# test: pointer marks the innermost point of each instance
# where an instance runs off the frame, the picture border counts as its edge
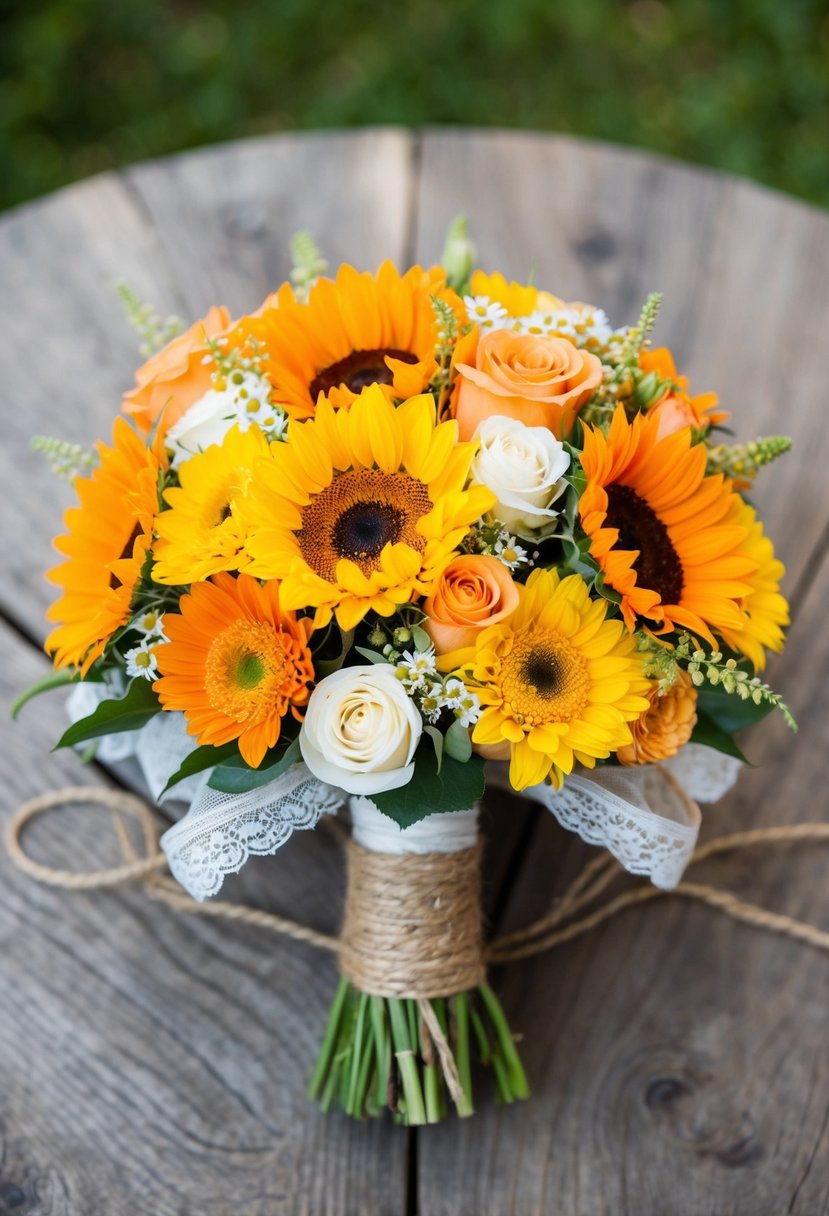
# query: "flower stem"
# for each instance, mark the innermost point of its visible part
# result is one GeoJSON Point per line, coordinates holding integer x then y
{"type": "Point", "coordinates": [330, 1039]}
--
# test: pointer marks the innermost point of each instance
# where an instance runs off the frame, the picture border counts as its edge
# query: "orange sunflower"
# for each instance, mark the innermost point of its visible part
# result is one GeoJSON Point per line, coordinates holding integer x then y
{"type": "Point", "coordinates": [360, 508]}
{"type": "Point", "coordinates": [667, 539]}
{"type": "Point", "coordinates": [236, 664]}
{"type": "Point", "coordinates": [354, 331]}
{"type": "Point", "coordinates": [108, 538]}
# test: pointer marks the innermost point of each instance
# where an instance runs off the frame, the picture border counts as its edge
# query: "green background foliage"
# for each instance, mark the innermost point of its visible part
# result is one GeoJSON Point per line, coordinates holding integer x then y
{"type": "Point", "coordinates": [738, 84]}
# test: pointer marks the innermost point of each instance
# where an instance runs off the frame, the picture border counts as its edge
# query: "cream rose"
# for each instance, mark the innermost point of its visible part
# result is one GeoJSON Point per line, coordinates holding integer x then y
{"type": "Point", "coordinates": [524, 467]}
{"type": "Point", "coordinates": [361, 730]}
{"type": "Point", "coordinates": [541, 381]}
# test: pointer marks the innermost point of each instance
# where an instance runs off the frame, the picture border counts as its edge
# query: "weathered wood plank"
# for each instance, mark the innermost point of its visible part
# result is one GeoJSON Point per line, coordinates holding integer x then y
--
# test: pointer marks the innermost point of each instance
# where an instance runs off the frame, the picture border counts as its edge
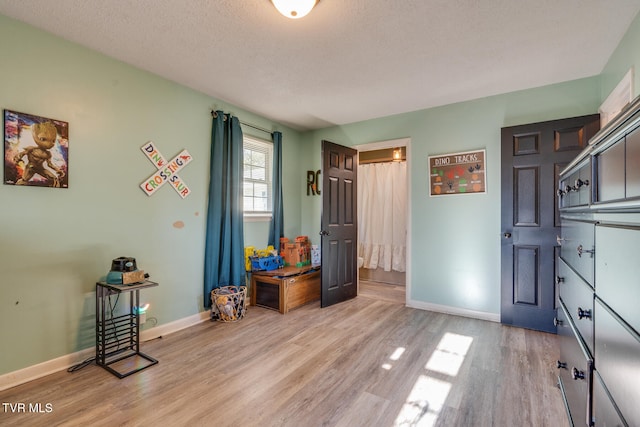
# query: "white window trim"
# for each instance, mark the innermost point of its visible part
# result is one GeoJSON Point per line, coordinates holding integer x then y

__Short exercise__: How many of the lines above contain the string "query"? Case counts; reply with the number alone.

__Full answer__: 6